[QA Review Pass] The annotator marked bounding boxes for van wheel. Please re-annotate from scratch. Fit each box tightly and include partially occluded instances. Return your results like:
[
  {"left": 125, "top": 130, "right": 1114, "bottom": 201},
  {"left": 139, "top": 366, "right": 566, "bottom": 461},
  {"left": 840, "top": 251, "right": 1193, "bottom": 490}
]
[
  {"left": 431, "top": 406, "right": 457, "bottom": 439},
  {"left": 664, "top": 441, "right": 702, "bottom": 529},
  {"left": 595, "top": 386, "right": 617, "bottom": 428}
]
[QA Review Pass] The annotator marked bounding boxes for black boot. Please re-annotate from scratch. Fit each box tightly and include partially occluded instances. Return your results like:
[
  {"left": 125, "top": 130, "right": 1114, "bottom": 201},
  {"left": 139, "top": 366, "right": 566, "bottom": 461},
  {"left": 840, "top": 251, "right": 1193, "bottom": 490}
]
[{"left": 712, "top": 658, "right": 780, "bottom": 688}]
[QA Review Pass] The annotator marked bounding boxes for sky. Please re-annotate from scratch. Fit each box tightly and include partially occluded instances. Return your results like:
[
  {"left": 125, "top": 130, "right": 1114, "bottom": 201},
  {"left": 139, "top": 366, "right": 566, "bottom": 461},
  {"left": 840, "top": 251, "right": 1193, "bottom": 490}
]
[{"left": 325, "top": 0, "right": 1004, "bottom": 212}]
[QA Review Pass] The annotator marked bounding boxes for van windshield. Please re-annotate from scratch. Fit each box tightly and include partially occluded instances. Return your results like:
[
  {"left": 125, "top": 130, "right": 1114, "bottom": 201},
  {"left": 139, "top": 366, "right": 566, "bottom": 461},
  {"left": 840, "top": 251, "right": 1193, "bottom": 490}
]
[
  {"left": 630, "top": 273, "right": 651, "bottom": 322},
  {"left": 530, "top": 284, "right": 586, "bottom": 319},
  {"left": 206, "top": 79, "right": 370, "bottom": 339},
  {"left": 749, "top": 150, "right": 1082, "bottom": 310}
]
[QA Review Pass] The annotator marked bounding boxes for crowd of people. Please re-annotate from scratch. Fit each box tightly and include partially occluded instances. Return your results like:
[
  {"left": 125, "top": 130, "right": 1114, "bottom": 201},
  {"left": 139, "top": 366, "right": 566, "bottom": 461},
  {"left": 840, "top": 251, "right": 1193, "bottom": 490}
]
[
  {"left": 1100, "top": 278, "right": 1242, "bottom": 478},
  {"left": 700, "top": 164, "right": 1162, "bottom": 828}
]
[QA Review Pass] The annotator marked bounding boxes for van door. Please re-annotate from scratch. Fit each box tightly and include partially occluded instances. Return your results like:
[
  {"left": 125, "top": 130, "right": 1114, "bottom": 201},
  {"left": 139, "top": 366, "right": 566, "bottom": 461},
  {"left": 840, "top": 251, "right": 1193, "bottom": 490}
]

+ + + + +

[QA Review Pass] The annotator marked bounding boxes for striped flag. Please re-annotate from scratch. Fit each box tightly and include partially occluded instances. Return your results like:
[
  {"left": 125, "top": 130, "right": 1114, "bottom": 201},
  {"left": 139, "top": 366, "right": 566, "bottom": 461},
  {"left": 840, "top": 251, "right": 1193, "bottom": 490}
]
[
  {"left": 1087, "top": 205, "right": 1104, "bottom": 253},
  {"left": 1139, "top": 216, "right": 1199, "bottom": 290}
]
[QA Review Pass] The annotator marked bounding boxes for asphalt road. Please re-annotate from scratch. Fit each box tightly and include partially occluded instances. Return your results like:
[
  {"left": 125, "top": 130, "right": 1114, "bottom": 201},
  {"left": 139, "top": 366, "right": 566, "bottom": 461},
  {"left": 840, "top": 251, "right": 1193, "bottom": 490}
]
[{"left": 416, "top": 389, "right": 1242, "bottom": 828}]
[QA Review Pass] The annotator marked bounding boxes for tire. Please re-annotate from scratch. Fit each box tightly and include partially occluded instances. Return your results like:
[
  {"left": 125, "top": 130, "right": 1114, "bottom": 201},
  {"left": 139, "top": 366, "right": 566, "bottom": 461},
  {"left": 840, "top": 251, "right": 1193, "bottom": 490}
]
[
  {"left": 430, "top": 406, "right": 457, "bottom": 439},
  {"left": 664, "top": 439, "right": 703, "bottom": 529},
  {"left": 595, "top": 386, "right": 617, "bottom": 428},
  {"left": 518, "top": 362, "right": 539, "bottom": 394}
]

+ + + + +

> **Exercise task**
How many lines in the two blocks of items contain the string "wheel"? Matching is case-sensitive; reply with only the number.

> **Task answer**
1